*Extracted records*:
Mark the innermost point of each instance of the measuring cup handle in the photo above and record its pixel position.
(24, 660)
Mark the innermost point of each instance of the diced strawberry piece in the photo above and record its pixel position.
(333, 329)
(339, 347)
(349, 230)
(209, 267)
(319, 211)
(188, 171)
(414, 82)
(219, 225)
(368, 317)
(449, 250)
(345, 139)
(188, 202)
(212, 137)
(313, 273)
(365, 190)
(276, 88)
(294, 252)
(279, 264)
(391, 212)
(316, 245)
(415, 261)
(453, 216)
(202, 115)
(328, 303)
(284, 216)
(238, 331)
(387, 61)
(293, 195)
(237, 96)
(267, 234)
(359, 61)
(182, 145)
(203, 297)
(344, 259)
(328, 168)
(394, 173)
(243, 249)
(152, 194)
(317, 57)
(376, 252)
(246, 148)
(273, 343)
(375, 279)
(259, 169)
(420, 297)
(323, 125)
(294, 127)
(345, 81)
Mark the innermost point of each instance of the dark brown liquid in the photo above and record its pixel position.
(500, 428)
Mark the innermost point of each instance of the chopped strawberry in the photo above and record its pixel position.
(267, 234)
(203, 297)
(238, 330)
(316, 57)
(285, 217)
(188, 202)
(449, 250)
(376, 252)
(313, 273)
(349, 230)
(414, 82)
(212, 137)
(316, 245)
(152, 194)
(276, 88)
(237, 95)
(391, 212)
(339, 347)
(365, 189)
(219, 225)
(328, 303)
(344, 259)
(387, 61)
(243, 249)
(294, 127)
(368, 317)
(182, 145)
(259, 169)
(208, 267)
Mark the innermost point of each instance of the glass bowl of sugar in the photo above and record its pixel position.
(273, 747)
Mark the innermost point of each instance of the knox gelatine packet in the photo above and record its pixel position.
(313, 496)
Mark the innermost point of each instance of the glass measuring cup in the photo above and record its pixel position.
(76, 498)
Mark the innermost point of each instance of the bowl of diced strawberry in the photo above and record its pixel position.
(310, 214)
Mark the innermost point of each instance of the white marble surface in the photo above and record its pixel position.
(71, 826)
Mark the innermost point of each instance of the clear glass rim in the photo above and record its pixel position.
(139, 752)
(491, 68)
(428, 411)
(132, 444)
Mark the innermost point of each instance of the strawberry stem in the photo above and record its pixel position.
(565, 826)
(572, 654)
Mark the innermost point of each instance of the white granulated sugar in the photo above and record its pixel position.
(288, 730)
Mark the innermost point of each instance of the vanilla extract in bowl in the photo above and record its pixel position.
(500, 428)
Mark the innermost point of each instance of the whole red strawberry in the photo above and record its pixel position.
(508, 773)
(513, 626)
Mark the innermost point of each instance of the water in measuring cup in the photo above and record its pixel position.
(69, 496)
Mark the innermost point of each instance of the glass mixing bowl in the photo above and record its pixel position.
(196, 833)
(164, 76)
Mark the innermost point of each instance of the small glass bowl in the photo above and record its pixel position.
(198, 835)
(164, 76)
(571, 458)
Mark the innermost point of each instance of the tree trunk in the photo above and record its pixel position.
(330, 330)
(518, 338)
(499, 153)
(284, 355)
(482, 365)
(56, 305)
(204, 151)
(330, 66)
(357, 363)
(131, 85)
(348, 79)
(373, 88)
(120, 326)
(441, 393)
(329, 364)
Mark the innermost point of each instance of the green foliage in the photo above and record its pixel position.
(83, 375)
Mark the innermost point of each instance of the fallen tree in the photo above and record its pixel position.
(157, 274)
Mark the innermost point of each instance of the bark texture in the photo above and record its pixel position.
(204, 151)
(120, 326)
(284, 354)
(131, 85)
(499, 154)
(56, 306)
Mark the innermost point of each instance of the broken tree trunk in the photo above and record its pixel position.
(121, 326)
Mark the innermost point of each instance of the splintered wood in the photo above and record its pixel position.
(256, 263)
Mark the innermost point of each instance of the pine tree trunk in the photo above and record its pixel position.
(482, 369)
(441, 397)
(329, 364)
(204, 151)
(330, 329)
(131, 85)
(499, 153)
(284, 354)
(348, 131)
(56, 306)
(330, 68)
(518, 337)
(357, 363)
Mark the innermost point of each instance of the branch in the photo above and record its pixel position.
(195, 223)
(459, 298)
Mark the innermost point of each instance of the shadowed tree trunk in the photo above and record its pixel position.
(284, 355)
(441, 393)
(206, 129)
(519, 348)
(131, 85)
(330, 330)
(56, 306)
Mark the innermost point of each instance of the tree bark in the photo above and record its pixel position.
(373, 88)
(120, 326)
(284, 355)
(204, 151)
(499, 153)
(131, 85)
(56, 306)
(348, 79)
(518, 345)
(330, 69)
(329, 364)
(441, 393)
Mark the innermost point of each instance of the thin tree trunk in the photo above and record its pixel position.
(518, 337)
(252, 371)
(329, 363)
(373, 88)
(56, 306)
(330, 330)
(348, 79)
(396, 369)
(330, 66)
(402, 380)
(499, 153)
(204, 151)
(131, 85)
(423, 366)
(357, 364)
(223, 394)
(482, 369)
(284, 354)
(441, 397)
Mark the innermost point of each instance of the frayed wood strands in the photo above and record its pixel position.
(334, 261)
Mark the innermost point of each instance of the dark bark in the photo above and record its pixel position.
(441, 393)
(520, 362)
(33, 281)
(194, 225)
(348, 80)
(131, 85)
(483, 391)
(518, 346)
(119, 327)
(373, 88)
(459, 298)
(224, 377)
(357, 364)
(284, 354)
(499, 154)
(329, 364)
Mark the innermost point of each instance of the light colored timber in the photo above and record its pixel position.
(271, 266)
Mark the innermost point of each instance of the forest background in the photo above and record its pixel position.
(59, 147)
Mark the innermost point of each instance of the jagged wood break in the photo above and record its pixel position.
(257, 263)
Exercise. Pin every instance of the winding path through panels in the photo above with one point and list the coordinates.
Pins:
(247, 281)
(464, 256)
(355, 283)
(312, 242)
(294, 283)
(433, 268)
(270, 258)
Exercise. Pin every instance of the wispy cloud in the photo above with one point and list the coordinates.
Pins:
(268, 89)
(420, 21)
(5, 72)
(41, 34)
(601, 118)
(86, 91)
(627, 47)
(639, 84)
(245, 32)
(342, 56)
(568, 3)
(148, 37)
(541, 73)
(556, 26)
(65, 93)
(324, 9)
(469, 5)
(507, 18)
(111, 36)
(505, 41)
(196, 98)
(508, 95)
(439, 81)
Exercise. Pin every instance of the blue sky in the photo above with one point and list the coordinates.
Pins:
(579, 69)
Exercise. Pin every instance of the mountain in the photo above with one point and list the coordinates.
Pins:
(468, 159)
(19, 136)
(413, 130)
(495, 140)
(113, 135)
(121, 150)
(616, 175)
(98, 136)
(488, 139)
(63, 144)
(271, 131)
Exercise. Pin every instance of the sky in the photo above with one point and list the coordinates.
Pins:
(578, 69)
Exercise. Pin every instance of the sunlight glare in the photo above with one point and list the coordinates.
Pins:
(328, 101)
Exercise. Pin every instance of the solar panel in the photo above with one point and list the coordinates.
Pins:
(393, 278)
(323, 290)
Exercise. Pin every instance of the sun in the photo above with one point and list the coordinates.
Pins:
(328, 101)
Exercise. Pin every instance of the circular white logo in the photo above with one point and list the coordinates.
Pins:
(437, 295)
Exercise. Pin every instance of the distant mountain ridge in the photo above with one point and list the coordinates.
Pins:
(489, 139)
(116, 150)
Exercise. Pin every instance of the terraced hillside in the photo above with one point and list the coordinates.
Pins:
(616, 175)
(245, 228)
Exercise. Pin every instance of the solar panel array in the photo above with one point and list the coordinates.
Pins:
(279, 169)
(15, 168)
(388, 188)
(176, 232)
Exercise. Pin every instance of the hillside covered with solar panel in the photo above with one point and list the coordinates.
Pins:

*YOUR ASSIGNMENT*:
The lines needed are those in the data above that hold the string "mountain"; copy each of them.

*TASK SOLUTION*:
Exercise. Pin every instance of the mountain in the photo above with one point and list the coordinates.
Exercise. Pin every instance of the distant mountain ridge in the photo above with one point and list the coordinates.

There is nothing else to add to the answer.